(Source data)

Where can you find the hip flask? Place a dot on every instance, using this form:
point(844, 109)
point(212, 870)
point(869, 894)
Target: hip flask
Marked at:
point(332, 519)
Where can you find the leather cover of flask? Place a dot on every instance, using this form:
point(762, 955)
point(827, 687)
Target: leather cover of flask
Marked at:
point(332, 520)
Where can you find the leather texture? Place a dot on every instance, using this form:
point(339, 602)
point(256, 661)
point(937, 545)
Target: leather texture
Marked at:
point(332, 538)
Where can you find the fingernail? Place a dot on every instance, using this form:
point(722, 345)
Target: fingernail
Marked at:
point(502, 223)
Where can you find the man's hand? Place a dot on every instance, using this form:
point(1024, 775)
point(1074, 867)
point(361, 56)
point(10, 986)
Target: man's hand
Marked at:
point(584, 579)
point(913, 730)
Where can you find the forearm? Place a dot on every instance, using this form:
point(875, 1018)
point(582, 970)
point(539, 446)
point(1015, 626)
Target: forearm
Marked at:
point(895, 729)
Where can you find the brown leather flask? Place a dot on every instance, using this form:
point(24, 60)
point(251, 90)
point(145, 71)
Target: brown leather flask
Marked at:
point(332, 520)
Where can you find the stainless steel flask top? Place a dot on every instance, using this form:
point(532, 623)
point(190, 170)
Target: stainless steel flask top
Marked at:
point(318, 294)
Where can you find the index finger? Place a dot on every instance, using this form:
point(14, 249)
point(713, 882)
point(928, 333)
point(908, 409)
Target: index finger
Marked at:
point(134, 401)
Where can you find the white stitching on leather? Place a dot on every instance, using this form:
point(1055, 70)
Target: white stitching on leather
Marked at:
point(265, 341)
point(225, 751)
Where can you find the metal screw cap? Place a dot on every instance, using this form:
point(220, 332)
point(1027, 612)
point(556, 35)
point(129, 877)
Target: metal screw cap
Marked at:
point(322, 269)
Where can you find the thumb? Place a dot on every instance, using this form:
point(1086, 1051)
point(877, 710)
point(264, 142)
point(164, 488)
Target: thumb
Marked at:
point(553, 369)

(End Source data)

**Problem**
Begin with the line that contains "point(14, 249)" and end with the last line of the data. Repeat those two lines and all between them exactly.

**Written reply**
point(14, 249)
point(713, 882)
point(928, 333)
point(908, 409)
Target: index finger
Marked at:
point(134, 401)
Where can you find the white stitching on leather? Place a dot on every instance, using this form:
point(1055, 70)
Target: white stitching on leather
Marked at:
point(265, 341)
point(225, 751)
Where can you find the metal screw cap? Place a dot on every instance, using this form:
point(220, 332)
point(1027, 612)
point(556, 35)
point(129, 877)
Target: metal screw cap
Marked at:
point(322, 269)
Where can you find the thumb? Place a dot on every instance, using this form:
point(1086, 1051)
point(877, 710)
point(264, 142)
point(164, 488)
Target: thumb
Marked at:
point(553, 369)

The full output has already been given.